PROVIDED INFORMATION Start Marker
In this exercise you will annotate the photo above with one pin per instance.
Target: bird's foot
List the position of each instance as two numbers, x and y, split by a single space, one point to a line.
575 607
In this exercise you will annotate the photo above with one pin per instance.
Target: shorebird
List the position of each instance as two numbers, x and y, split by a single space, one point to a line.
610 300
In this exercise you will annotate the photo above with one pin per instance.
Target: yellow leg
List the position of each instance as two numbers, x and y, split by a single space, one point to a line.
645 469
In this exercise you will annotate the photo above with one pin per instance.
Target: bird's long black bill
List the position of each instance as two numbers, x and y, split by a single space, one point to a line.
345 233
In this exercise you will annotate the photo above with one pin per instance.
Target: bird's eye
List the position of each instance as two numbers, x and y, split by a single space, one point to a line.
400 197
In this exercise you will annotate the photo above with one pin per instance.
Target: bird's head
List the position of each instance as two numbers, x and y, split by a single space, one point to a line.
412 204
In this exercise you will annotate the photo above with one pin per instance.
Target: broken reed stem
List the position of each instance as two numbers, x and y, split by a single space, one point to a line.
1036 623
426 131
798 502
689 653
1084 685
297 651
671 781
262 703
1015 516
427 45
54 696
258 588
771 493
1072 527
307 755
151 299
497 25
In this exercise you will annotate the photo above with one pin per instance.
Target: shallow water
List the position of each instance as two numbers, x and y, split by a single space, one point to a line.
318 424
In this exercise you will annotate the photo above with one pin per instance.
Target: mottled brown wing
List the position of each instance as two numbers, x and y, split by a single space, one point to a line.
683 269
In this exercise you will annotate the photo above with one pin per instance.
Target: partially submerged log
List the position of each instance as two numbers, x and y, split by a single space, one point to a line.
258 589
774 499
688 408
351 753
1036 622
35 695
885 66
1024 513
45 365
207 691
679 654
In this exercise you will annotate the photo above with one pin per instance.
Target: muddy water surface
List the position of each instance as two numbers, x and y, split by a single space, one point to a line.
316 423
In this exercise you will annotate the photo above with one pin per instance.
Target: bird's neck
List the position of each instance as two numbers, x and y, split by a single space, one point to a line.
PROVIDED INFORMATION End Marker
### WORK REQUIRED
A verbatim copy of every entry is needed.

### ANSWER
In this exercise you will annotate the photo above with one pin per instance.
Target: bird's foot
List the position of each instance as two numbers, x and y, split by a single space, one point to a line.
575 607
In this exercise you will annotate the photo above with one pin per instance.
Target: shorebird
List the position of each instance as two numbers, x and y, split by a single space, one point to a line.
610 300
In this exercise you will annotate the photo above with one pin per instance.
Target: yellow leg
List the position of each instance as two numbers, x and y, split by a single space, one point to a line.
645 469
In this exercise you will annotate the photo above with one pin per instance.
Target: bird's long black bill
List the position of each instance as two numbers, x and y, split by a single space, one point to a line.
345 233
In this exercise you will annotate the photo above with one pin per instance.
Target: bird's eye
List the position of each instance as two numbers, x and y, split by a single space, one point to a line.
400 197
In this exercise you will annotate the photo above with one pin per instance.
Target: bird's head
List the position of each instance as two numbers, x and y, split by a single space, one point to a line.
412 204
In this exercise you will annotate the photo above with one pin per instance.
Target: broken reed stem
List the position of each instance as two numbers, x and y, split by a single space, one point to a line.
1036 623
426 131
798 502
689 653
1084 685
297 651
671 781
262 703
1015 516
427 45
54 696
258 588
771 493
1072 527
307 755
151 299
497 25
In this exercise you will annotate the photo above with one pin per instance.
Target: shallow water
List the position of each instance as two numbers, x and y, split by a single space, one point to a line.
318 424
In this exercise you will annotate the photo above with one pin per instance.
Target: mottled brown wing
List the position of each instance as two numbers, x and y, split by a single space, one point to a line.
683 269
In this exercise you will annotate the photo above with one pin per instance.
Target: partially submerged log
List the position of each instance as two numbers, x and y, split by a single space, one point to a line.
258 589
774 499
688 408
351 753
1036 622
35 695
885 66
1024 513
45 365
207 691
679 654
In this exercise you will annotate the photo above with one pin per instance.
Target: muddy water surface
List the position of each instance as two numbers, x and y, split by a single space, one point to a line.
316 423
In this exercise you will annotate the photo above with one pin per instance.
Target: bird's neck
List the position of each instance as two numbers, x and y, split by a single space, one point to a line.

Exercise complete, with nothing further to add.